Images for object localization
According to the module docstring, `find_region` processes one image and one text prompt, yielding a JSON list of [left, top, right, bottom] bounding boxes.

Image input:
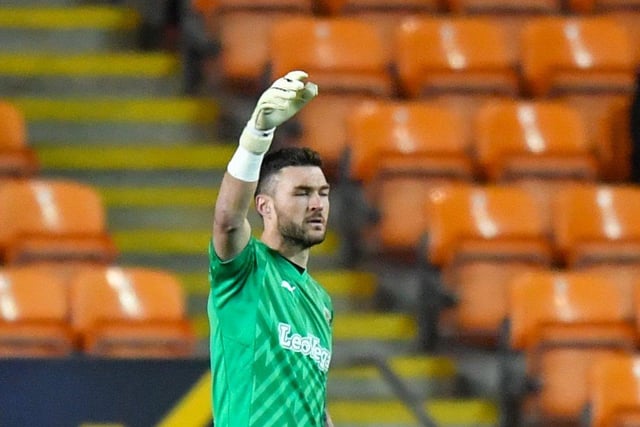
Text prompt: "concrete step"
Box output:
[[327, 400, 419, 427], [388, 355, 460, 400], [7, 97, 218, 143], [0, 52, 182, 96], [0, 6, 140, 53], [35, 144, 234, 170], [423, 399, 498, 427], [329, 365, 398, 400]]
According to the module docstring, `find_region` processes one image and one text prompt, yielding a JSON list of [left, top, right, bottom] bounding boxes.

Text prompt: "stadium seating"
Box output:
[[318, 0, 441, 57], [569, 0, 640, 12], [500, 270, 636, 426], [421, 184, 553, 345], [583, 352, 640, 427], [69, 266, 195, 358], [339, 100, 474, 261], [344, 100, 474, 183], [393, 16, 519, 99], [0, 266, 74, 357], [0, 101, 39, 180], [268, 16, 393, 96], [0, 178, 118, 265], [472, 99, 600, 182], [520, 16, 635, 98], [551, 183, 640, 268], [268, 16, 393, 176], [193, 0, 313, 91], [446, 0, 563, 14], [319, 0, 441, 15]]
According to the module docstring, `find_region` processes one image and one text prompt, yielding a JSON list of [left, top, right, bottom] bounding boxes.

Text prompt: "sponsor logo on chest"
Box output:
[[278, 322, 331, 372]]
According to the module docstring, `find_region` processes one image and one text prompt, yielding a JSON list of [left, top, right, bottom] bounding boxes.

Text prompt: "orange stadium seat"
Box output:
[[69, 266, 195, 358], [340, 100, 474, 261], [501, 270, 636, 426], [569, 0, 640, 12], [422, 184, 553, 345], [584, 352, 640, 427], [446, 0, 563, 13], [425, 184, 552, 269], [393, 16, 520, 99], [579, 264, 640, 316], [551, 183, 640, 268], [319, 0, 441, 15], [268, 17, 394, 176], [345, 100, 474, 184], [520, 16, 635, 98], [193, 0, 313, 91], [0, 266, 73, 357], [473, 99, 600, 183], [520, 16, 636, 176], [268, 16, 393, 96], [317, 0, 442, 57], [0, 179, 118, 265], [607, 10, 640, 65], [0, 101, 39, 180]]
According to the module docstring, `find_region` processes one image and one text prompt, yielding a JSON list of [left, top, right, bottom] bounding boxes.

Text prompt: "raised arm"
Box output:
[[212, 71, 318, 260]]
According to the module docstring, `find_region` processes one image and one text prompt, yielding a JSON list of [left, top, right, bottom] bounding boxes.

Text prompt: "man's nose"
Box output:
[[309, 193, 324, 210]]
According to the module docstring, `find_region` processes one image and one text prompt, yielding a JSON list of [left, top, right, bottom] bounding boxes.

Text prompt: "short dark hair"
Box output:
[[256, 147, 323, 195]]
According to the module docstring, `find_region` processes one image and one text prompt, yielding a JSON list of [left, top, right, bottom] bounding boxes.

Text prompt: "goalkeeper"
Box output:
[[208, 70, 334, 426]]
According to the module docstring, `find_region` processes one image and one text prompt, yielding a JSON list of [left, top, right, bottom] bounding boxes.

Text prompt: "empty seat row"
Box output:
[[496, 268, 640, 426], [403, 183, 640, 348], [0, 101, 38, 180], [194, 5, 640, 96], [0, 178, 117, 266], [0, 264, 195, 358], [584, 351, 640, 427], [194, 0, 640, 16], [343, 97, 623, 184]]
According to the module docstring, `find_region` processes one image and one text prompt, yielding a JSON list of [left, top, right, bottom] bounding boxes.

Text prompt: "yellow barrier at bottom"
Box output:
[[157, 371, 213, 427]]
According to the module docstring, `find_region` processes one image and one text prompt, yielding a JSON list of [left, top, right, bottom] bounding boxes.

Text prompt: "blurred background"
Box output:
[[1, 0, 640, 426]]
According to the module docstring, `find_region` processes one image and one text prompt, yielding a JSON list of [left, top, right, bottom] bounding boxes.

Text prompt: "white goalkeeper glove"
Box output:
[[239, 70, 318, 155]]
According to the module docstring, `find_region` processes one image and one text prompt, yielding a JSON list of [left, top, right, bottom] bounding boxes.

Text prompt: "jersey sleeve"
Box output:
[[208, 236, 259, 305]]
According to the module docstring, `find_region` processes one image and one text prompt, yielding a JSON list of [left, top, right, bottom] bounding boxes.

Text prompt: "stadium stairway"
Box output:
[[0, 1, 499, 425]]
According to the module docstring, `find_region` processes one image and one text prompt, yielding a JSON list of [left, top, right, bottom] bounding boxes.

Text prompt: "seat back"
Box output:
[[552, 184, 640, 267], [69, 266, 194, 357], [587, 353, 640, 427], [473, 99, 599, 181], [0, 179, 117, 264], [345, 100, 473, 183], [0, 101, 26, 151], [0, 101, 38, 177], [321, 0, 441, 14], [520, 16, 635, 97], [425, 184, 552, 267], [269, 17, 392, 96], [394, 16, 519, 98], [210, 0, 311, 11], [447, 0, 562, 13], [508, 270, 632, 350], [0, 266, 72, 357]]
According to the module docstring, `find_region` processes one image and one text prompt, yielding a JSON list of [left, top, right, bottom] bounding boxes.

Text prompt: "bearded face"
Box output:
[[261, 165, 330, 250], [274, 203, 327, 249]]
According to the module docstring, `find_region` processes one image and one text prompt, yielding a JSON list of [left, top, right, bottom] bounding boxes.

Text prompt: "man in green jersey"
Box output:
[[208, 70, 334, 426]]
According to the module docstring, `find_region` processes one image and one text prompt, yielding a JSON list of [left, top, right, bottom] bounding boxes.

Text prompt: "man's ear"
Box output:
[[255, 194, 271, 217]]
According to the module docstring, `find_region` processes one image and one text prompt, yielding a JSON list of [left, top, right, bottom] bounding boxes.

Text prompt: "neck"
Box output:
[[261, 230, 310, 269]]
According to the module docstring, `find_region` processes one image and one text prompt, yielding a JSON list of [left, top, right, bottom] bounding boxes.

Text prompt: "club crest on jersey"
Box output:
[[323, 306, 332, 324], [278, 323, 331, 372]]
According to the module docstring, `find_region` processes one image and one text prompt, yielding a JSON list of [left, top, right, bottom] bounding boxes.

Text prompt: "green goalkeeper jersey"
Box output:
[[208, 237, 333, 426]]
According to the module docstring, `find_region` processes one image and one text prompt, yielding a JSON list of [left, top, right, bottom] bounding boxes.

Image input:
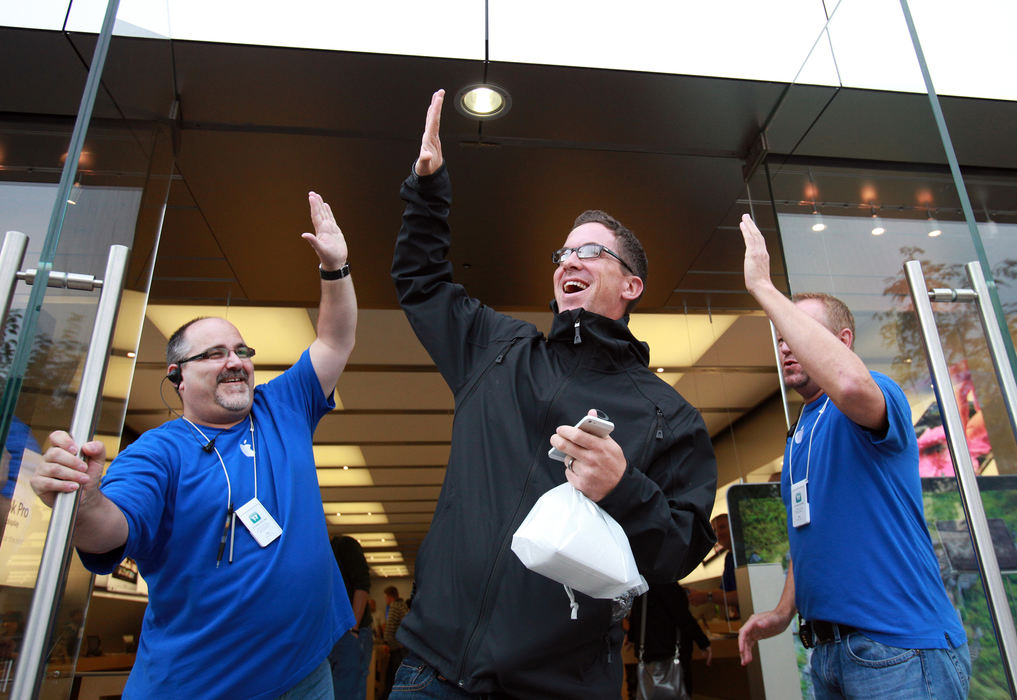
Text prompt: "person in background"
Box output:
[[329, 535, 373, 700], [735, 214, 969, 698], [629, 583, 712, 697], [688, 513, 739, 619], [382, 585, 409, 699]]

* **Task to complete**
Give back all of the entries verbatim, but without pictures.

* **Response**
According to the module docstring, `find_region` processes one image and one text prompt, yielding a JSON list of [left, top, right, bottom] bounding boxes.

Image input:
Text prompt: "concrete step"
Box output:
[[327, 400, 419, 427], [388, 355, 460, 400], [7, 97, 218, 143], [0, 52, 182, 96], [0, 6, 140, 53], [35, 144, 234, 170], [423, 399, 498, 427], [329, 365, 398, 400]]
According to the module docstring, `find_region` processes one image and one text prompt, yielding a JSON list of [left, top, right, bottom] bounding boxes.

Text prompt: "stadium seating"
Box output:
[[318, 0, 441, 57], [569, 0, 640, 12], [500, 270, 636, 426], [421, 184, 553, 345], [583, 352, 640, 427], [69, 266, 195, 358], [339, 100, 474, 261], [344, 100, 474, 183], [393, 16, 519, 99], [0, 266, 74, 357], [0, 101, 39, 180], [268, 16, 393, 96], [0, 178, 118, 265], [472, 99, 600, 182], [520, 16, 635, 98], [551, 183, 640, 268], [268, 16, 393, 176], [193, 0, 313, 91], [446, 0, 563, 14], [319, 0, 441, 15]]
According to the module docstring, `find_region` processes one image and one text prompt, yielding a JSON list of [left, top, right, bottom] bounding boxes.

Text prompt: "sponsor logo on chest"
Box output:
[[278, 322, 331, 372]]
According to the module docstring, `find_region` processes one image and one text prompt, yielding a JSON list of [left, top, right, bottom] bounding boxes.

Text prompt: "orange stadium seat"
Box output:
[[69, 266, 195, 358], [340, 100, 474, 261], [501, 270, 636, 426], [569, 0, 640, 12], [422, 184, 553, 345], [584, 352, 640, 427], [446, 0, 563, 13], [425, 184, 552, 269], [393, 16, 520, 99], [579, 264, 640, 316], [551, 183, 640, 268], [319, 0, 441, 15], [268, 17, 394, 176], [345, 100, 474, 184], [520, 16, 635, 98], [193, 0, 313, 91], [0, 266, 73, 357], [473, 99, 600, 183], [520, 16, 636, 176], [268, 16, 393, 96], [317, 0, 442, 57], [0, 179, 118, 265], [607, 10, 640, 65], [0, 101, 39, 180]]
According to the module docstring, `find_region` processes one image and one text prompt, yielding a JSON list of [left, top, right, bottom] bounding boxes.

Text prompt: "raised arm"
Box output:
[[212, 71, 318, 260]]
According to the module docstring, `find_region` processes one image and one text prompt, yielding a JSON list of [left, top, right, bottom] bounding boxes.

Text prompt: "man's nose"
Box output:
[[309, 193, 324, 210]]
According to the module docstring, `find_region` processes one image and one text prompt, yielding a JSON list of [left, top, right, bottom] bounding boxes.

Text prompt: "short dark hair"
Box output:
[[256, 147, 323, 195]]
According to the module docstring, `find_region` processes one image and one text prompt, yielding a JSON list of [left, top, right, bottom] bounding boxes.

Text prompt: "goalkeeper"
Box output:
[[208, 70, 334, 426]]
According to the module docstring, `find_region` processes one image and one text prompt, yielding a JSON list of [left, top, right, bottom] bounding boxes.

Text prompt: "empty seat row"
Box output:
[[496, 268, 640, 426], [403, 183, 640, 348], [0, 101, 38, 180], [194, 5, 640, 96], [0, 178, 117, 266], [0, 264, 195, 358], [584, 351, 640, 427], [194, 0, 640, 16], [343, 97, 623, 184]]
According to the module docstring, `find_region` processes one image and one text prompt, yielding a JSON list of [left, top, right, bottom] bounding boxes.

Text prompt: "yellow barrier at bottom"
Box output:
[[157, 371, 213, 427]]
According to the module docstring, `find_region` processes one image and one text prompt, yielding a JSON list of [left, top, right, bottom] bounding boxes.

Text prompt: "blurred background"
Box output:
[[1, 0, 640, 426]]
According to the module docstring, `find_region` processes one image and one text prompt, yielding a JSON list of [left, top, right, bottom] bounding boxes.

Text prompt: "white goalkeeper glove"
Box output:
[[239, 70, 318, 155]]
According to the module docstring, `find_region` processes one image and one text prompt, yielding a JSON list of [left, top, right, bottom] bounding boxes.

Text prompt: "jersey sleeve"
Box output:
[[208, 236, 259, 305]]
According to the module docstring, `find_region` processes one image and one text prompt, yielding a JSON list of [left, top, right, bottom] bounding boxes.

Text prompt: "stadium stairway"
Box output:
[[0, 1, 499, 425]]
According to the module docstring, `find_region` processes one image and one text prompt, yielding a JSON list of [left, top, right, bottom] bounding boxes.

Text prompt: "seat back"
Box output:
[[552, 184, 640, 267], [69, 266, 194, 357], [587, 353, 640, 427], [473, 99, 599, 181], [0, 179, 117, 264], [345, 100, 473, 183], [0, 101, 26, 151], [0, 101, 38, 177], [321, 0, 441, 14], [520, 16, 635, 97], [425, 184, 552, 267], [269, 17, 392, 96], [394, 16, 519, 98], [210, 0, 311, 11], [447, 0, 562, 13], [508, 270, 632, 350], [0, 266, 72, 357]]
According to the module docstring, `find_region` processes one image and one text prompt, yielding a JSON list of [left, top, right, bottom] bounding boxes.

Text prompt: "bearded face"
Box output:
[[261, 165, 330, 250], [274, 203, 327, 249]]
According to the module docstring, `find_region` processes one image and one text prompt, yielding a JSON list of [left, top, right, bottom] bounding boxes.

Text prompt: "man in green jersey"
Box output:
[[208, 70, 334, 426]]
According to the module docstring, `find_region` processes one image and one text prompt, yielding a JSON list of [left, top, right, bottom] bounding boxes.

Text prompt: "man's ear"
Box output:
[[255, 194, 271, 217]]
According to the module docstring, `find_region` processes one image and one text prompt, yielding a JSON list of [left, top, right, bottom] bounding boxes.

Text prompt: "neck"
Box output:
[[261, 230, 310, 269]]
According to the module docstring, `find_region` processes one image and one text prompt, yielding a JSON list of [left, top, right, bottom] bounding boxes.

Text prompt: "club crest on jersey"
Box output:
[[323, 306, 332, 324], [278, 323, 331, 372]]
According to the module docstring, `find_region` processes one image and one text prompt, yielding a JSON list of [left, top, right, bottom] bounding boxes.

Text prompt: "green goalkeeper jersey"
Box output:
[[208, 237, 333, 426]]
According to the module docstring, `find_region` processes one image and one text prompt, yielding a JSON list of [left, top, right, bottom] bounding boxes.

Image input:
Text prompt: "person in background"
Box output:
[[329, 535, 373, 700], [735, 214, 969, 698], [629, 583, 712, 697], [688, 513, 739, 619], [382, 585, 409, 699]]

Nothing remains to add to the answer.